- [INPUT]:
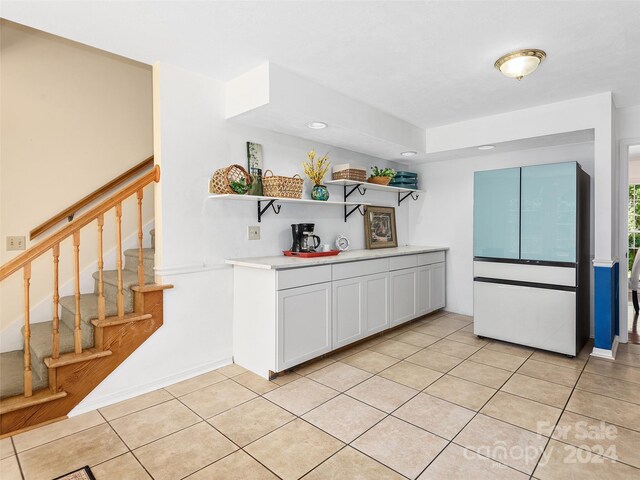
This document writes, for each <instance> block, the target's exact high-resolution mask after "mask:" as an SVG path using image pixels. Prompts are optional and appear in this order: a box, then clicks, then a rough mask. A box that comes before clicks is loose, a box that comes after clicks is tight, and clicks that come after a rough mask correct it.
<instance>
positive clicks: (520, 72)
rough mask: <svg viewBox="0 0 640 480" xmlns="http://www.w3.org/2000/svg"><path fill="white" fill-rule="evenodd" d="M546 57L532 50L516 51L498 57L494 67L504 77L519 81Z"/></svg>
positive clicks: (531, 70)
mask: <svg viewBox="0 0 640 480" xmlns="http://www.w3.org/2000/svg"><path fill="white" fill-rule="evenodd" d="M546 56H547V55H546V53H545V52H543V51H542V50H536V49H534V48H530V49H527V50H518V51H517V52H511V53H507V54H506V55H503V56H502V57H500V58H499V59H498V60H496V63H495V67H496V68H497V69H498V70H500V71H501V72H502V74H503V75H505V76H506V77H509V78H515V79H516V80H521V79H522V77H525V76H527V75H529V74H531V73H533V72H534V71H535V69H536V68H538V65H540V63H541V62H542V61H543V60H544V59H545V57H546Z"/></svg>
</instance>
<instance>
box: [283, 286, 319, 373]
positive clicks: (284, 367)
mask: <svg viewBox="0 0 640 480" xmlns="http://www.w3.org/2000/svg"><path fill="white" fill-rule="evenodd" d="M277 312H278V326H277V332H278V336H277V342H278V346H277V349H276V350H277V352H278V362H277V369H278V371H281V370H285V369H287V368H290V367H293V366H295V365H298V364H299V363H302V362H305V361H307V360H310V359H312V358H314V357H317V356H319V355H322V354H323V353H327V352H328V351H330V350H331V283H329V282H328V283H320V284H317V285H310V286H307V287H297V288H291V289H289V290H280V291H279V292H278V308H277Z"/></svg>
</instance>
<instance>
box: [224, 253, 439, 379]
mask: <svg viewBox="0 0 640 480" xmlns="http://www.w3.org/2000/svg"><path fill="white" fill-rule="evenodd" d="M444 288H445V287H444V251H437V252H431V253H427V254H424V255H404V256H401V257H398V256H397V257H393V256H389V257H383V258H377V259H372V260H361V261H354V262H342V263H337V264H333V265H331V264H325V265H320V266H308V267H300V268H297V267H296V268H288V269H281V270H272V269H259V268H252V267H243V266H236V267H235V268H234V322H233V356H234V361H235V362H236V363H237V364H239V365H241V366H243V367H245V368H247V369H248V370H250V371H252V372H254V373H256V374H258V375H260V376H262V377H264V378H270V375H272V374H273V373H276V372H281V371H283V370H286V369H289V368H292V367H295V366H296V365H299V364H301V363H303V362H306V361H307V360H311V359H313V358H316V357H319V356H320V355H323V354H325V353H328V352H330V351H332V350H334V349H337V348H340V347H343V346H346V345H349V344H351V343H353V342H356V341H358V340H361V339H363V338H366V337H368V336H370V335H373V334H375V333H378V332H381V331H384V330H386V329H388V328H390V327H393V326H395V325H399V324H401V323H404V322H407V321H410V320H413V319H414V318H416V317H419V316H421V315H425V314H427V313H429V312H431V311H433V310H436V309H438V308H442V307H444Z"/></svg>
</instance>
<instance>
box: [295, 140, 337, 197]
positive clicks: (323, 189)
mask: <svg viewBox="0 0 640 480" xmlns="http://www.w3.org/2000/svg"><path fill="white" fill-rule="evenodd" d="M329 165H330V164H329V154H328V153H325V154H324V155H323V156H322V157H320V158H318V157H317V156H316V152H315V150H311V151H310V152H308V153H307V161H306V162H304V163H303V164H302V167H303V168H304V174H305V175H306V176H307V177H308V178H309V180H311V181H312V182H313V188H312V189H311V198H312V199H314V200H320V201H326V200H328V199H329V190H327V187H326V186H325V185H323V184H322V180H323V179H324V176H325V175H326V173H327V172H328V171H329Z"/></svg>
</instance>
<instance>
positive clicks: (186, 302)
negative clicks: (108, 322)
mask: <svg viewBox="0 0 640 480" xmlns="http://www.w3.org/2000/svg"><path fill="white" fill-rule="evenodd" d="M223 99H224V84H223V83H220V82H218V81H215V80H212V79H210V78H207V77H203V76H200V75H197V74H194V73H192V72H189V71H186V70H183V69H180V68H177V67H173V66H170V65H166V64H160V65H156V66H155V67H154V128H155V148H154V150H155V155H156V160H157V162H158V163H159V164H160V167H161V169H162V179H161V182H160V184H159V185H158V187H157V189H156V197H155V199H156V233H157V237H156V238H157V240H156V266H157V267H156V273H157V274H158V275H159V280H161V281H162V282H163V283H171V284H173V285H174V286H175V288H174V289H173V290H168V291H166V292H165V304H164V305H165V324H164V326H163V327H162V328H161V329H160V330H158V331H157V332H156V333H155V334H154V335H153V336H152V337H151V338H150V339H149V340H148V341H147V342H145V344H143V345H142V346H141V347H140V348H139V349H138V350H137V351H136V352H135V353H134V354H133V355H132V357H130V358H129V359H128V360H127V361H125V362H124V363H123V364H122V365H121V366H120V367H119V368H118V370H117V371H116V372H114V373H113V374H112V375H111V376H110V377H109V378H108V379H107V380H106V381H104V382H103V383H102V384H101V385H99V386H98V388H97V389H96V390H95V391H94V392H92V393H91V394H90V395H89V396H88V397H87V398H86V399H85V401H83V403H82V404H81V405H80V406H79V407H78V408H77V409H76V410H75V411H74V413H79V412H81V411H85V410H88V409H91V408H96V407H98V406H101V405H105V404H108V403H112V402H114V401H117V400H120V399H123V398H127V397H130V396H132V395H137V394H140V393H142V392H144V391H148V390H151V389H153V388H157V387H159V386H162V385H166V384H170V383H173V382H175V381H176V380H178V379H182V378H187V377H190V376H193V375H194V374H196V373H199V372H203V371H206V370H210V369H212V368H214V367H216V366H218V365H221V364H224V363H228V362H229V361H230V360H231V356H232V337H231V331H232V328H231V327H232V315H233V312H232V296H233V291H232V281H233V277H232V275H233V270H232V268H231V267H228V266H226V265H225V264H224V259H226V258H233V257H247V256H259V255H279V254H281V252H282V250H285V249H288V248H289V247H290V245H291V240H290V231H291V228H290V225H291V224H292V223H300V222H313V223H316V233H317V234H318V235H319V236H320V237H321V238H322V241H323V243H330V242H332V241H333V240H335V237H336V236H337V235H338V234H340V233H343V234H345V235H347V236H348V237H349V238H350V240H351V243H352V248H354V249H358V248H364V228H363V219H362V217H361V216H360V215H359V214H354V215H352V216H351V217H349V219H348V222H347V223H345V222H344V219H343V209H342V207H339V206H322V205H318V206H313V205H312V206H304V205H292V204H283V205H282V210H281V213H280V214H279V215H275V214H274V213H273V212H272V211H269V212H268V213H266V214H265V216H264V217H263V220H262V222H261V223H260V224H259V223H258V221H257V214H256V209H257V206H256V203H254V202H232V201H219V200H212V199H209V198H208V193H207V187H208V180H209V178H210V176H211V174H212V173H213V172H214V171H215V170H216V169H218V168H222V167H224V166H227V165H229V164H231V163H238V164H240V165H243V166H244V165H246V163H247V159H246V142H247V141H252V142H257V143H260V144H262V146H263V153H264V168H265V169H272V170H273V171H274V172H275V173H276V174H280V175H293V174H294V173H301V171H302V167H301V163H302V162H303V160H304V159H305V158H306V152H307V151H308V150H310V149H311V148H315V149H316V151H318V152H321V153H324V152H325V151H330V160H331V162H332V163H333V164H339V163H345V162H352V163H356V164H361V165H365V166H367V165H373V164H377V165H379V166H387V165H390V166H394V167H396V166H397V165H392V164H390V163H388V162H385V161H384V160H380V159H378V158H374V157H369V156H366V155H361V154H357V153H354V152H350V151H347V150H342V149H339V148H335V147H331V146H329V145H322V144H317V143H316V144H314V143H311V142H310V141H308V140H303V139H299V138H295V137H290V136H286V135H282V134H277V133H273V132H269V131H266V130H260V129H254V128H248V127H245V126H242V125H239V124H236V123H234V122H233V121H229V120H225V118H224V101H223ZM310 187H311V185H309V182H308V181H306V182H305V189H304V193H303V195H304V197H305V198H309V190H310ZM330 191H331V199H334V200H340V198H341V189H340V188H338V187H330ZM356 198H357V197H356ZM365 199H366V201H367V202H371V203H376V204H386V205H394V203H395V202H396V201H397V198H396V197H395V196H393V195H391V194H389V193H386V194H385V193H382V192H368V193H367V195H366V197H365ZM408 215H409V207H408V204H407V202H405V203H403V205H402V206H401V207H399V208H397V209H396V218H397V229H398V239H399V244H400V245H403V244H407V243H408V241H409V216H408ZM249 225H260V228H261V239H260V240H259V241H249V240H247V227H248V226H249ZM132 385H133V386H134V387H132Z"/></svg>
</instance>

- [ACTIVITY]: Print the data from its beginning through the line that contains "positive clicks: (520, 72)", both ends included, with every line kept unchanged. Leave the pictures out of your answer.

- [ANSWER BELOW]:
This document writes, for each <instance> block, the target's exact high-resolution mask after "mask:" as an SVG path using image pixels. Prompts are optional and appear in this order: a box, then clicks, then a rough mask. A box that comes before clicks is loose, a box that comes after clicks is tight, and clicks that come after a rough mask correct it.
<instance>
positive clicks: (520, 72)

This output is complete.